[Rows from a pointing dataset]
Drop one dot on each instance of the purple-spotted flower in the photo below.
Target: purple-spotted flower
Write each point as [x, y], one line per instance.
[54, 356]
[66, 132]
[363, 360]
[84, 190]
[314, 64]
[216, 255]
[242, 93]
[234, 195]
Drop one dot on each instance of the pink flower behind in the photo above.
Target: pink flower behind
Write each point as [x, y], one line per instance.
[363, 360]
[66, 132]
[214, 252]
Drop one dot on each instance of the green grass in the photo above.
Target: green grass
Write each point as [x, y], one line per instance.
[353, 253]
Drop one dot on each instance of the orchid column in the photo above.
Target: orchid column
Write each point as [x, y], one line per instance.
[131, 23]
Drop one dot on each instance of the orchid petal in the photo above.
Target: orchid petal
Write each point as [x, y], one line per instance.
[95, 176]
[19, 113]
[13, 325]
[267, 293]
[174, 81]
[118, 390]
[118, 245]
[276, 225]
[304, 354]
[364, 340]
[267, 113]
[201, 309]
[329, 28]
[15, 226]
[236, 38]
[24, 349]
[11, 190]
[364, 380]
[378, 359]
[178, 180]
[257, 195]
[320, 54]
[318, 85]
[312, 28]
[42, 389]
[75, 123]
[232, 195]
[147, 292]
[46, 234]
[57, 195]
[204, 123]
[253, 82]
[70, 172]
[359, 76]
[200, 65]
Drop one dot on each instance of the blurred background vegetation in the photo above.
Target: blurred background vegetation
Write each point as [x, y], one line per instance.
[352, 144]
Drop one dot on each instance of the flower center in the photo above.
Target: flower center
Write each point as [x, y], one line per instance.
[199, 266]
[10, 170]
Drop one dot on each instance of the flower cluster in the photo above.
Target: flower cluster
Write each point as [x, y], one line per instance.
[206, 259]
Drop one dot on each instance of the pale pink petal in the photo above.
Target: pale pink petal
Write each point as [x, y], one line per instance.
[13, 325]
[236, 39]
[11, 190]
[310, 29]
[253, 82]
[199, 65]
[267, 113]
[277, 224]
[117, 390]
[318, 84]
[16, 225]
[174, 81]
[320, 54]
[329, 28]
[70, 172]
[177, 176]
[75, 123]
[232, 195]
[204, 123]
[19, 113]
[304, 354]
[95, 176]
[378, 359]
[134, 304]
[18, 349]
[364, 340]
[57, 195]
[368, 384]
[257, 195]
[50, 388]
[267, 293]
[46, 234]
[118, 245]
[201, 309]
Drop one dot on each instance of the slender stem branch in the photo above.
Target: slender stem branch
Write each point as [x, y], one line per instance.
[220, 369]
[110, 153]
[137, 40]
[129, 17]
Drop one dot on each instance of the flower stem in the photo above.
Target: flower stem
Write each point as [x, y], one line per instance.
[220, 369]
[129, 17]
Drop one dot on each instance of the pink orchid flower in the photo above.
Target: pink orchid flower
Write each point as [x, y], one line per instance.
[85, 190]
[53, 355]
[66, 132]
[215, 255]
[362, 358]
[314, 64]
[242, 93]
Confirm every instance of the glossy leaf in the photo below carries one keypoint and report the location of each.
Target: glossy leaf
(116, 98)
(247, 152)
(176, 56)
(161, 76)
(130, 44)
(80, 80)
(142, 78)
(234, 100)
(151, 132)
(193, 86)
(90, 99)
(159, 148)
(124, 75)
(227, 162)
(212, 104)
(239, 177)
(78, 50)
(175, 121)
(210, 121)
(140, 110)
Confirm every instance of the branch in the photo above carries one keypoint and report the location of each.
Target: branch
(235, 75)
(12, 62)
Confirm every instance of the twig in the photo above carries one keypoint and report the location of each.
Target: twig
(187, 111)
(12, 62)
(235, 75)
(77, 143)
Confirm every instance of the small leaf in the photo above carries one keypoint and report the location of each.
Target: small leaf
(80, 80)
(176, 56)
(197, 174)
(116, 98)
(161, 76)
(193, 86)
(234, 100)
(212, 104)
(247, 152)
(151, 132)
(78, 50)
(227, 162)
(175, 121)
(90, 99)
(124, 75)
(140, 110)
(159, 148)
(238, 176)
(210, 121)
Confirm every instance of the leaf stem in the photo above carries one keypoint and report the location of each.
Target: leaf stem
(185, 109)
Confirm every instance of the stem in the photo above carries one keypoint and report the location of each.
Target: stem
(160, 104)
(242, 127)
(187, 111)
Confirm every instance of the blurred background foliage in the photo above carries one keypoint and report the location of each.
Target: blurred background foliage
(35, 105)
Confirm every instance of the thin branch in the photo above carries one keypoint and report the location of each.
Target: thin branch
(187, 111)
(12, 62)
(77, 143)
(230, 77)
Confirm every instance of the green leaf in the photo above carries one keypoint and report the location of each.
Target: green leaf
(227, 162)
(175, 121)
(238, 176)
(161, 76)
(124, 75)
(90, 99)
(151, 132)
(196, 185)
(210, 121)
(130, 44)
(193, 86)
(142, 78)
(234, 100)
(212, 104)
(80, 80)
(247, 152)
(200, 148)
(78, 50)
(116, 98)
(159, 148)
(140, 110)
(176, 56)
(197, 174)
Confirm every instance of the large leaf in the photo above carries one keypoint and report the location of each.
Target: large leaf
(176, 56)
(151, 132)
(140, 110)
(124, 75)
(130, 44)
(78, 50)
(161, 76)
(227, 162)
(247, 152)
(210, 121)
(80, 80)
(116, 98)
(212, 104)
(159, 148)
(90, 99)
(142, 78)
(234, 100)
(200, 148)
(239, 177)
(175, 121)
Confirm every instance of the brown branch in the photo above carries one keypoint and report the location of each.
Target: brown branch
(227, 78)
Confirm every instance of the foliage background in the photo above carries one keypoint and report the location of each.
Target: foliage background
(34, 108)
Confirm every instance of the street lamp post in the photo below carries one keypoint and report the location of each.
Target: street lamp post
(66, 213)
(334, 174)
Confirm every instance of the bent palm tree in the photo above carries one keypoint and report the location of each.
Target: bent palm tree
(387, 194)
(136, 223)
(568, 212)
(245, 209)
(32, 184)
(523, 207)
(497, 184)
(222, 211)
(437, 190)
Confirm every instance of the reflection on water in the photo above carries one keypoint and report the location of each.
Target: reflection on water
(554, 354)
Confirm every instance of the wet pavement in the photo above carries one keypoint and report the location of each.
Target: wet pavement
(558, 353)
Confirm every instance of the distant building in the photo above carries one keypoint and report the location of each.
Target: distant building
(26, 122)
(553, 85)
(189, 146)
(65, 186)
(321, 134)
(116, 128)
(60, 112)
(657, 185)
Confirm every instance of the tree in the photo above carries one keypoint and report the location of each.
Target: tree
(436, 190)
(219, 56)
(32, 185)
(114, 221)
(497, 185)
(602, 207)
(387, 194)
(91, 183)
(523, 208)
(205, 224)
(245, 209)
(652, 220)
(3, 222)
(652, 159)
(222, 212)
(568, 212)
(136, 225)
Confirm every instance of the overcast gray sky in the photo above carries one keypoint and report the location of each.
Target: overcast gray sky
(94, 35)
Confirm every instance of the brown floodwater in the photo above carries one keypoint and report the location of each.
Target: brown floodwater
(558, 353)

### [TASK GOAL]
The records above need to be transcribed in full. Keep every character unchanged.

### [WRITTEN SOLUTION]
Drop one dot on each instance of the purple-spotted flower in the photo below.
Target: purple-spotted flower
Write each point as [x, y], one line per instance.
[54, 356]
[66, 132]
[363, 360]
[84, 190]
[314, 64]
[216, 255]
[242, 93]
[234, 195]
Drop one dot on each instance of the pink flower behind in the photo above.
Target: pink flower behind
Write each point as [x, y], one line per instance.
[363, 360]
[66, 132]
[214, 252]
Drop one dot on each instance of the green grass in the photo above.
Target: green grass
Write each point as [x, y], one line per instance.
[353, 253]
Drop one dot on each instance of the orchid column in the photo above.
Target: orchid column
Write each point as [x, y], one line per instance.
[131, 23]
Drop one dot on each instance of the orchid petal in the photo above.
Target: orchid petal
Write each point as [x, y], one line per instance.
[95, 176]
[19, 113]
[13, 325]
[267, 293]
[174, 81]
[118, 390]
[118, 245]
[276, 225]
[304, 354]
[364, 340]
[267, 113]
[201, 309]
[329, 28]
[15, 226]
[236, 38]
[24, 349]
[11, 190]
[364, 380]
[378, 359]
[178, 180]
[257, 195]
[320, 54]
[318, 85]
[312, 28]
[42, 389]
[75, 123]
[232, 195]
[147, 292]
[46, 234]
[57, 195]
[204, 123]
[253, 82]
[70, 172]
[359, 76]
[200, 65]
Drop one dot on each instance of the blurred background vegetation in the photo above.
Target: blurred background vegetation
Write each point as [x, y], one line per instance.
[352, 144]
Drop one dot on each instance of the flower center in the photo above.
Target: flower center
Write each point as [x, y], one line per instance.
[199, 266]
[10, 170]
Drop one dot on each instance of the flower cluster in the photo above.
Target: flower cluster
Write each point as [x, y], one line per instance.
[206, 259]
Drop one dot on each instance of the pale pink petal in the photo above.
Target: pale pink petal
Write each point as [x, y], one line per instance.
[13, 325]
[236, 39]
[11, 190]
[310, 29]
[253, 82]
[199, 65]
[267, 113]
[277, 224]
[117, 390]
[318, 84]
[16, 225]
[174, 81]
[320, 54]
[329, 28]
[70, 172]
[177, 176]
[75, 123]
[232, 195]
[204, 123]
[19, 113]
[304, 354]
[95, 176]
[378, 359]
[134, 304]
[18, 349]
[364, 340]
[57, 195]
[368, 384]
[257, 195]
[50, 388]
[267, 293]
[46, 234]
[118, 245]
[201, 309]
Drop one dot on each instance of the slender stem branch in the photo above.
Target: slender stem branch
Write each point as [x, y], one line per instance.
[220, 369]
[110, 153]
[137, 40]
[129, 17]
Drop one dot on each instance of the flower stem in the photo above.
Target: flower stem
Write each point as [x, y], one line per instance.
[220, 369]
[129, 17]
Drop one dot on each instance of the pink orchid flower in the photo above.
Target: pink orchid flower
Write each point as [x, y], one line per instance.
[85, 190]
[53, 355]
[66, 132]
[215, 255]
[362, 358]
[314, 64]
[242, 93]
Confirm every instance of the glossy leaf in the photo below carries one keypoint and report the location of each.
Target: glossy leaf
(116, 98)
(247, 152)
(176, 56)
(161, 76)
(130, 44)
(80, 80)
(142, 78)
(234, 100)
(151, 132)
(193, 86)
(90, 99)
(159, 148)
(124, 75)
(227, 162)
(212, 104)
(239, 177)
(78, 50)
(175, 121)
(210, 121)
(140, 110)
Confirm every instance of the branch in the photo above carries one keypoint and report the location of each.
Target: branch
(235, 75)
(12, 62)
Confirm every instance of the twig in the photo above carries one keypoint and report the location of each.
Target: twig
(187, 111)
(12, 62)
(235, 75)
(77, 143)
Confirm every instance of the small leaf in the photo above carries one keypoint and report the location of each.
Target: small leaf
(80, 80)
(176, 56)
(197, 174)
(116, 98)
(161, 76)
(193, 86)
(234, 100)
(212, 104)
(247, 152)
(151, 132)
(78, 50)
(227, 162)
(175, 121)
(90, 99)
(124, 75)
(140, 110)
(159, 148)
(238, 176)
(210, 121)
Confirm every instance of the leaf stem in the photo above carries one keypoint and report the location of each.
Target: leaf stem
(185, 109)
Confirm every instance of the stem in the photo above carries one keypoint and report the location of each.
Target: stem
(160, 104)
(242, 127)
(187, 111)
Confirm every instance of the blurred background foliage in the photo above carries one keypoint and report the location of each.
Target: blurred background foliage
(35, 105)
Confirm every instance of the thin branch in the photo above carries one keypoint and report the location of each.
Target: thin branch
(187, 111)
(12, 62)
(77, 143)
(230, 77)
Confirm every instance of the green leaf in the photo above carries one keypoint and report the location of each.
Target: green leaf
(227, 162)
(175, 121)
(238, 176)
(161, 76)
(124, 75)
(90, 99)
(151, 132)
(196, 185)
(210, 121)
(130, 44)
(193, 86)
(142, 78)
(234, 100)
(212, 104)
(80, 80)
(247, 152)
(200, 148)
(78, 50)
(116, 98)
(159, 148)
(140, 110)
(176, 56)
(197, 174)
Confirm every instance of the large leaf in the photo above carries one keypoint and report the location of each.
Target: large leaf
(176, 56)
(151, 132)
(140, 110)
(124, 75)
(130, 44)
(78, 50)
(161, 76)
(227, 162)
(247, 152)
(210, 121)
(80, 80)
(116, 98)
(212, 104)
(159, 148)
(90, 99)
(142, 78)
(234, 100)
(200, 148)
(239, 177)
(175, 121)
Confirm every instance of the brown branch in the photo above carries one keypoint and report the location of each.
Target: brown branch
(227, 78)
Confirm every instance of the foliage background in the photo above carries one keypoint and report the location of each.
Target: foliage background
(34, 108)
Confirm every instance of the street lamp post in the photo below carries one keypoint and report the location of each.
Target: street lamp post
(66, 213)
(334, 174)
Confirm every instance of the bent palm tree in the photo above carries one keypoint and report the location of each.
Target: bent palm tree
(387, 194)
(136, 223)
(568, 212)
(245, 209)
(32, 184)
(523, 207)
(497, 184)
(222, 211)
(437, 190)
Confirm every instance of the reflection on water in the photo above carries one keypoint and report the location of each.
Target: reflection on water
(554, 354)
Confirm every instance of the wet pavement in the photo above carries one keypoint and report the location of each.
Target: wet pavement
(558, 353)
Confirm every instance of the distant building in the photo above carries one keypoint and report the location of each.
Target: distant building
(26, 122)
(553, 85)
(189, 146)
(65, 186)
(321, 134)
(116, 128)
(60, 112)
(657, 185)
Confirm every instance of the tree in the photo above carries one keypoint and report the location of each.
Target: tree
(436, 190)
(219, 56)
(32, 185)
(114, 221)
(497, 185)
(602, 207)
(387, 194)
(91, 183)
(523, 208)
(205, 224)
(245, 209)
(652, 220)
(3, 222)
(652, 159)
(222, 212)
(568, 212)
(136, 225)
Confirm every instance of the overcast gray sky in the photo above carries one keypoint and report the location of each.
Target: overcast gray sky
(94, 35)
Confirm every instance of the brown floodwater in the photo above carries one keypoint and report the location of each.
Target: brown floodwater
(558, 353)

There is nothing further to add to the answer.